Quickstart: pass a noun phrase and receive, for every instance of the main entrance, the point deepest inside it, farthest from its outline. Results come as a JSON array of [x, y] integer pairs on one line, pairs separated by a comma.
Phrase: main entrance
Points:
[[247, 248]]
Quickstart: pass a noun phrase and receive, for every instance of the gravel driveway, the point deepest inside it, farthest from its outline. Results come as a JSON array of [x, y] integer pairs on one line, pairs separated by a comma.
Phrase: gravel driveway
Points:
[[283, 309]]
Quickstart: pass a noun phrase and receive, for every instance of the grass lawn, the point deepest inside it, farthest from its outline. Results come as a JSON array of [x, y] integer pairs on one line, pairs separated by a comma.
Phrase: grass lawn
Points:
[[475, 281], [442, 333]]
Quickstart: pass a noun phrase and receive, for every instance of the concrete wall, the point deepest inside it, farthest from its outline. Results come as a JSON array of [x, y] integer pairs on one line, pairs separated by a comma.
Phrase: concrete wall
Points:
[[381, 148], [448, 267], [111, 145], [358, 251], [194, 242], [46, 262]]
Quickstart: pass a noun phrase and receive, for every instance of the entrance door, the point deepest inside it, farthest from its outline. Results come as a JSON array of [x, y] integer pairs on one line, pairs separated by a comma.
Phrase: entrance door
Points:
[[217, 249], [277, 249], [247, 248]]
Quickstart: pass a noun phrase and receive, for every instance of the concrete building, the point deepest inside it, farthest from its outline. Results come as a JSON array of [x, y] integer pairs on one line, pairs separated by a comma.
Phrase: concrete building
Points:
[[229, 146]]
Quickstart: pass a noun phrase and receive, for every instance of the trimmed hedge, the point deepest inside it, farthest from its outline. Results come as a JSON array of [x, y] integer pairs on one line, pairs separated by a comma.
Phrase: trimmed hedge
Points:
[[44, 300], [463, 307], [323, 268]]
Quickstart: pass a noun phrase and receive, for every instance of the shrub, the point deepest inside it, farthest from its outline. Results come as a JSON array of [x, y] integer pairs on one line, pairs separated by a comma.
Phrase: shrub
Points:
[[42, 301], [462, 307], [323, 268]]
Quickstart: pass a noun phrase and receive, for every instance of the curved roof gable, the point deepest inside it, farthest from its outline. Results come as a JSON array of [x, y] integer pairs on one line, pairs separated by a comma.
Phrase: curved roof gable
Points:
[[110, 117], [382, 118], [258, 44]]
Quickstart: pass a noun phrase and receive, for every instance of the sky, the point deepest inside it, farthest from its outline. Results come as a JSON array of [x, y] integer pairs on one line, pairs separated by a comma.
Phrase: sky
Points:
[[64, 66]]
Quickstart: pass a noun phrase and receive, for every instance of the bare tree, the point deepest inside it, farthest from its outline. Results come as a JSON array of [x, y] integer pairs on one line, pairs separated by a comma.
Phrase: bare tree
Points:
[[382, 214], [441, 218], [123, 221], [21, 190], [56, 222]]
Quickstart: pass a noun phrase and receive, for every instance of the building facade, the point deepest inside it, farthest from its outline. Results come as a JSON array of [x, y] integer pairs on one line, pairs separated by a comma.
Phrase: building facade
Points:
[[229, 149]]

Requirement = How many of the lines in the data above carry the word "gravel"? Say the number and nothing else.

The answer = 2